→ **EXERCISE BRIEF**: Return every record verbatim.

→ **Dataset excerpts on object pointing**:
[Start]
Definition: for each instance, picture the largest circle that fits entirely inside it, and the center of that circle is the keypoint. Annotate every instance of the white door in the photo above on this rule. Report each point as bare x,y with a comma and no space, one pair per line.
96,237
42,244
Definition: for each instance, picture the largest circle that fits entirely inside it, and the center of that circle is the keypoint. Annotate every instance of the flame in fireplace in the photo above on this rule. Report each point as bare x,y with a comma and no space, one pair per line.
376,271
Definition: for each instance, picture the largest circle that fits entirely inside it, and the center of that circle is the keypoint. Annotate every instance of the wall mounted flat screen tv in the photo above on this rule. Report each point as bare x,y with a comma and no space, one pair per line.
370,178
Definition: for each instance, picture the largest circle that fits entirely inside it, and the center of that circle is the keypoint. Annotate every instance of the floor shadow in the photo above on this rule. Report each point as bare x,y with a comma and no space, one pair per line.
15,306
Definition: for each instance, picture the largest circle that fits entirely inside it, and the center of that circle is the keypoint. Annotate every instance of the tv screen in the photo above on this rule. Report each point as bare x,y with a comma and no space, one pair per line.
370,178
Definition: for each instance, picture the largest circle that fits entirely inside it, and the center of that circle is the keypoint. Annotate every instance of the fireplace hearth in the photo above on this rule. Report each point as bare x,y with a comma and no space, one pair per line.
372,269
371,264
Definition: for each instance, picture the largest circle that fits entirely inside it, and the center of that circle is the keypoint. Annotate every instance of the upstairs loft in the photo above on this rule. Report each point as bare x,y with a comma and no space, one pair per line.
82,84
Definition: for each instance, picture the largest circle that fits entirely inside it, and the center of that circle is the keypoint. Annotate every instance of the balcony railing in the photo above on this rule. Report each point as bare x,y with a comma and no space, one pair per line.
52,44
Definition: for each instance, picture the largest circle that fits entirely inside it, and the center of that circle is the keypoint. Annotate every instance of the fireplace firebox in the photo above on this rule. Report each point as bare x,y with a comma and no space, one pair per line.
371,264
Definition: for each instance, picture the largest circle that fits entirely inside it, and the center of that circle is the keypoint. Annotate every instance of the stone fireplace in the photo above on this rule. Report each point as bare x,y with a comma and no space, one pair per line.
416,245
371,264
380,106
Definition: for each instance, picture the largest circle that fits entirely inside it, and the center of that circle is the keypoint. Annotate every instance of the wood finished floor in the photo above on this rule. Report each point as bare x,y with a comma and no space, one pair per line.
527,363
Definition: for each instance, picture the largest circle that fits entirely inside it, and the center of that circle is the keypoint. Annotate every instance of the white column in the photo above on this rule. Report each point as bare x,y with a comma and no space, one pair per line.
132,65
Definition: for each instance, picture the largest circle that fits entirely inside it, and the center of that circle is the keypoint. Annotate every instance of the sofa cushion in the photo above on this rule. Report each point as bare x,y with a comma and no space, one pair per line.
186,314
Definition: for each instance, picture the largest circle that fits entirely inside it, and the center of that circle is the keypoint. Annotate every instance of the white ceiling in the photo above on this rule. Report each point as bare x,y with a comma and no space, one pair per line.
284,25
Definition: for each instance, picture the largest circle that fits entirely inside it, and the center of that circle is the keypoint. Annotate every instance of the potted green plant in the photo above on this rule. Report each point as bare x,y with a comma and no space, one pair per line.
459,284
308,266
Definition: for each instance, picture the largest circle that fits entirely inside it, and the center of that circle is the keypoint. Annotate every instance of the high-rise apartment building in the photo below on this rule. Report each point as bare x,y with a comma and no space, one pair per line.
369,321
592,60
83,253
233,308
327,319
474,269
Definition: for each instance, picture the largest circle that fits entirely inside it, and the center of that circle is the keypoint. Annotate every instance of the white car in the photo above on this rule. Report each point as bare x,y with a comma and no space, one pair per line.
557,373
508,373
[End]
→ **RESULT FOR THIS TASK**:
Definition: for each instance, picture the largest circle that fits entirely inside it, and the center of that circle is the keypoint. Annotate every instance of the white door in the photo above on this rule. Report each point as bare x,y with a comma and no space, one pair per line.
96,237
42,244
Definition: for each instance, picture the largest circle that fits entirely inside it, and the center of that circle is the keypoint. Annotate every instance of the flame in fireplace in the photo above on this rule. Report each point as bare x,y with a comma and no space, one pair per line.
376,271
Definition: for each instance, picture the largest circle that fits entirely inside it, and the center of that circle is the keypoint. Annotate every instance of the wall mounted flat screen tv in the photo above on this rule. Report each point as bare x,y with a comma and no space, one pair per line.
370,178
Definition: for each instance, picture the largest circle that fits entirely inside it, and the center of that circle is the keypoint. Annotate every instance of the floor shadow in the photo above on this rule. Report each point as bare x,y with a comma and no space, one pair per line.
15,306
Definition: for each instance, picture the largest circle that fits entirely inside it, and the center of that circle is the keypoint. Annotate every instance of the tv screen in the photo above on this rule. Report each point as bare x,y with a comma and no space, one pair per line.
370,178
Definition: for each instance, picture the largest circle that fits entirely inside it, and the center of that circle is the keypoint. Annotate every instance of the fireplace hearth in the photo above on this rule. Report each point as bare x,y with a comma and no space, one pair per line.
372,269
371,264
Definition: for each instance, picture the largest circle that fits entirely inside it, and the center of that circle is the keypoint. Annotate every instance of the upstairs loft in the photo above on this rule. Report each point as bare x,y with a comma and no space, one pair per line.
82,84
Definition: for each instance, picture the largest circle that fits entirely inside it, and the center of that circle is the keypoint. Annotate every instance of the balcony railing in the photo above on this rule. Report each point as bare x,y with a comma and no space, one pair per line.
52,44
Definition: for each instance, picture the largest circle that fits entirely inside it, and the center of that circle is the keypoint. Annotate every instance of the fireplace firebox in the photo above on this rule. Report each point as bare x,y with a comma and no space, one pair per line.
371,264
Definition: for each instance, picture the largest circle that fits entirely inside it, and the center of that circle is the keypoint. Annotate every instance of the stone fireplace in the photo above on this rule. Report each point as bare x,y with a comma and no space, one pair per line.
416,245
371,264
380,106
Definition: for each instance, picture the largest circle that fits entirely inside it, and the center of that circle is the keypoint. Annotate every instance of the wood finished floor in the photo above on this rule. Report each point as bare x,y with a comma and no space, one pair per line.
527,363
Definition: for each instance, picture the largest circle that fits entirely inside it, and the center of that circle is the keypoint. Annotate every instance of the white column in the photo above on this rule. Report each point as bare x,y with a comma and no space, one pair per line.
132,65
Definition: for each instance, picture the largest circle that fits entirely inside it, and the center of that circle is the keypoint. Annotate every instance of the sofa cushion in the photo above on this rule. Report each point as bare x,y with a comma and no space, one pair per line.
186,314
Definition: for each instance, picture the largest circle that fits entirely inside it, and the center of that circle is the keypoint. Annotate every instance of the white ceiling in the photo above on this rule. Report each point as bare x,y with a comma and no space, one pair per line.
284,25
Definition: for each instance, picture the largest circle that fits entirely inside it, and the center of that circle is the keypoint. Annotate every instance of the potted green plant in the photo above on this rule. Report each point as bare x,y with a comma and no space, one pair per line.
459,284
308,266
Definition: for each instance, picture the largest circle that fits entirely inside it, and the center of that circle is the keypoint. Annotate every instance of the high-rise apartment building in the photo below on this rule. Report each point as bare x,y with a comma and no space, one pair per line.
369,321
592,60
83,253
233,308
327,319
474,269
Definition: for each instance, picture the largest circle that fits entirely inside it, and the center of that circle is the keypoint. Annotate every instance of the white car in the photo above on this rule. Report each point as bare x,y with a comma and no space, one pair per line.
557,373
508,373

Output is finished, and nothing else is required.